Find the line with "point(184, 17)" and the line with "point(68, 89)" in the entries below; output exactly those two lines, every line between them, and no others.

═══ Supplied records ═══

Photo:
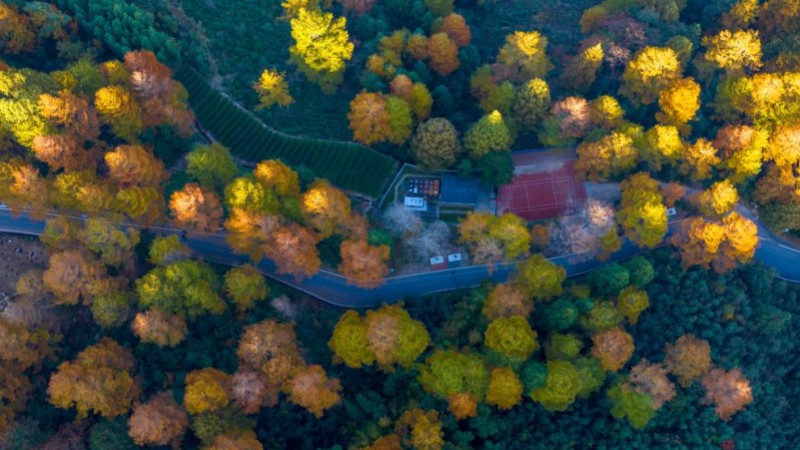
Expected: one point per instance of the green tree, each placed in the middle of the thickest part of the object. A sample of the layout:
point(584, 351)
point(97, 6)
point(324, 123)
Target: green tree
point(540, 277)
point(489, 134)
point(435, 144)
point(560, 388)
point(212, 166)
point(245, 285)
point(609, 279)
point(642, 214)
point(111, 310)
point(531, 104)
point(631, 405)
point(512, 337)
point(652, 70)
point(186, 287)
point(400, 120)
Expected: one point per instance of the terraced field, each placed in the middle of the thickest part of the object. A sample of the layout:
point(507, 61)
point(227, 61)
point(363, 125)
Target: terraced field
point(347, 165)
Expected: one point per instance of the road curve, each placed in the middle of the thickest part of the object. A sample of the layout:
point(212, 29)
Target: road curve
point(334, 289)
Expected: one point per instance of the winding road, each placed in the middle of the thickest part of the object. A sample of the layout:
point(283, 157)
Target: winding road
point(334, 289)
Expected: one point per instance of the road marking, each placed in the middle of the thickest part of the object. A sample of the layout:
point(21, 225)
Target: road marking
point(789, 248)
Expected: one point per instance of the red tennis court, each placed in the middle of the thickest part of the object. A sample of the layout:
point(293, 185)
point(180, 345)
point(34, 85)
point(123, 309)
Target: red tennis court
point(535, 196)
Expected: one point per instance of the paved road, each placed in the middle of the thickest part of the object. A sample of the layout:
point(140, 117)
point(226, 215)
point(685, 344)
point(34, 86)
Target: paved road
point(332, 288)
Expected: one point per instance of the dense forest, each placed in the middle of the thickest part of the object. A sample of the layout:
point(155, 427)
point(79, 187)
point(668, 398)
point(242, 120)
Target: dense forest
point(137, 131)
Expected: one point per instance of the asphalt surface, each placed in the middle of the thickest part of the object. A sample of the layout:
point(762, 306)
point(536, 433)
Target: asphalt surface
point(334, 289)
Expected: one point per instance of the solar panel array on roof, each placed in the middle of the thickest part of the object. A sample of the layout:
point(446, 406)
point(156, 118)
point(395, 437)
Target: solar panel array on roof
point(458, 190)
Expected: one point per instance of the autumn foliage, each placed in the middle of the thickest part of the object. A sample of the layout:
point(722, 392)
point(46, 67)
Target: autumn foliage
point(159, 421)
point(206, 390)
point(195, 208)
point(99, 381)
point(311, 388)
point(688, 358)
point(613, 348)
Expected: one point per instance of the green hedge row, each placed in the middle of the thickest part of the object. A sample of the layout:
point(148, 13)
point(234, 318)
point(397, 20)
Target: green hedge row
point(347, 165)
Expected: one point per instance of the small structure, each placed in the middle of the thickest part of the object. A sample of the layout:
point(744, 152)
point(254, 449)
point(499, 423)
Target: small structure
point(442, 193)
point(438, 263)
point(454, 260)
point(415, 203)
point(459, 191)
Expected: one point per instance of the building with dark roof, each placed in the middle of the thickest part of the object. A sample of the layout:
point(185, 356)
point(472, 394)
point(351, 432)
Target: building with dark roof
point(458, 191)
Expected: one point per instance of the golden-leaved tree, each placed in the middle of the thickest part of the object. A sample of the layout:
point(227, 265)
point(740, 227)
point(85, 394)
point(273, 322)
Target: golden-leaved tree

═══
═══ Supplied records ═══

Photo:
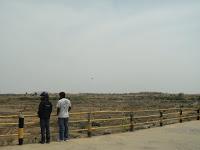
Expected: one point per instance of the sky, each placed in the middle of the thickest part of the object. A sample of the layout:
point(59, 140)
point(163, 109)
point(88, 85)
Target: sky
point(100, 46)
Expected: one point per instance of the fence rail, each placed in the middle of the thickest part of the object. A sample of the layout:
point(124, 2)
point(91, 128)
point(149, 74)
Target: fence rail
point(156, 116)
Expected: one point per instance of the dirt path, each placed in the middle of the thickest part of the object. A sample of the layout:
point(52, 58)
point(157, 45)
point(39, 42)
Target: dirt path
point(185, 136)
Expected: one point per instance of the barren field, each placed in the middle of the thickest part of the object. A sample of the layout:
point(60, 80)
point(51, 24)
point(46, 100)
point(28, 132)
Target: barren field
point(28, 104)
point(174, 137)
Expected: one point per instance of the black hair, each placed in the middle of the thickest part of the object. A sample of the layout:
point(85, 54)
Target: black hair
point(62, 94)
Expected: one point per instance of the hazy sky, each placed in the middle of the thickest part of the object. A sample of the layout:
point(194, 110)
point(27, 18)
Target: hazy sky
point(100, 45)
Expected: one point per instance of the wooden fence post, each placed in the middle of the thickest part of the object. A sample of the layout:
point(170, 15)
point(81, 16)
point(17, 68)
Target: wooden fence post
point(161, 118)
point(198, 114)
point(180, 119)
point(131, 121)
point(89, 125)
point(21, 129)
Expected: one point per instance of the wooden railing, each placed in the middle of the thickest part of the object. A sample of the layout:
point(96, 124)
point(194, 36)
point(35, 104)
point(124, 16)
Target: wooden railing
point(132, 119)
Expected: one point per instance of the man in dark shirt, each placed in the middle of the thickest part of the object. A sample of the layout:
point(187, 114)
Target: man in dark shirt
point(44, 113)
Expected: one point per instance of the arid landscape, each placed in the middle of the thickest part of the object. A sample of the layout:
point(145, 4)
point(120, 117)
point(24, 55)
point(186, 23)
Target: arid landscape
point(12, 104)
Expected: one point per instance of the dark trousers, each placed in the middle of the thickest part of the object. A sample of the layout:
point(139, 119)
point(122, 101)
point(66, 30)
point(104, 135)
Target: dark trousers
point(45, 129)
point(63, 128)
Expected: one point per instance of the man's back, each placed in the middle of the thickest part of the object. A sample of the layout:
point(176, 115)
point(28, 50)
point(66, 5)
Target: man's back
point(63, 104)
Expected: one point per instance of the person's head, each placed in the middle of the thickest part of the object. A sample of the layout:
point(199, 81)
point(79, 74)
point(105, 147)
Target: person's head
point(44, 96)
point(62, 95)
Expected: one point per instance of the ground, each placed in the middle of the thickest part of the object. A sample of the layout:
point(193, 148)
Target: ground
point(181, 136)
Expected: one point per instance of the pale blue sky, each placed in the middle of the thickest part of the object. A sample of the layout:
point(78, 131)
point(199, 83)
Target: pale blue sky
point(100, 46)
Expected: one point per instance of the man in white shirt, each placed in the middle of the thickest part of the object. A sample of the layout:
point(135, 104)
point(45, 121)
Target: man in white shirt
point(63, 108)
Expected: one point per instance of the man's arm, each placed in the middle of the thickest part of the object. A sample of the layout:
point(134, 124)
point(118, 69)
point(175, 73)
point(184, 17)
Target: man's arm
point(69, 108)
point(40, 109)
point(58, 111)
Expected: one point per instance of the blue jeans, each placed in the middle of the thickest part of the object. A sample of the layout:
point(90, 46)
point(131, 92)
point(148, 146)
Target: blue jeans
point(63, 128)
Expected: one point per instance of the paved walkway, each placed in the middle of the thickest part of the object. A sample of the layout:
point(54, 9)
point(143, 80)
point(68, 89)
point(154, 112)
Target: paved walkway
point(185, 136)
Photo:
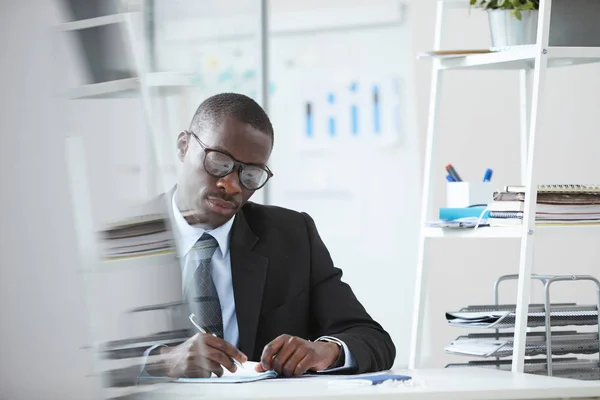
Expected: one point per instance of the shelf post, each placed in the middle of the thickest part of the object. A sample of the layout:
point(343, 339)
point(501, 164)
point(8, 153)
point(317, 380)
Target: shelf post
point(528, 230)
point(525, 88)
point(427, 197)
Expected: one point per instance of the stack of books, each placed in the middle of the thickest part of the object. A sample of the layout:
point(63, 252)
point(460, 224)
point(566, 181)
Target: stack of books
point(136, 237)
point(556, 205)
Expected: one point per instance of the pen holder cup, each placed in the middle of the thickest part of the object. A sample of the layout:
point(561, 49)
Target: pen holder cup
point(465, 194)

═══

Solution for this exercise:
point(184, 17)
Target: man's arm
point(69, 108)
point(40, 109)
point(58, 111)
Expected: one point per instance of the blue jeans, each placed in the middle of the thickest part of the object. A sample of the layout:
point(90, 46)
point(131, 92)
point(148, 146)
Target: blue jeans
point(63, 128)
Expected: one point per instance of the paved walkway, each placed in the middle of the thickest part of the object. A sample of the layout:
point(54, 9)
point(143, 80)
point(68, 89)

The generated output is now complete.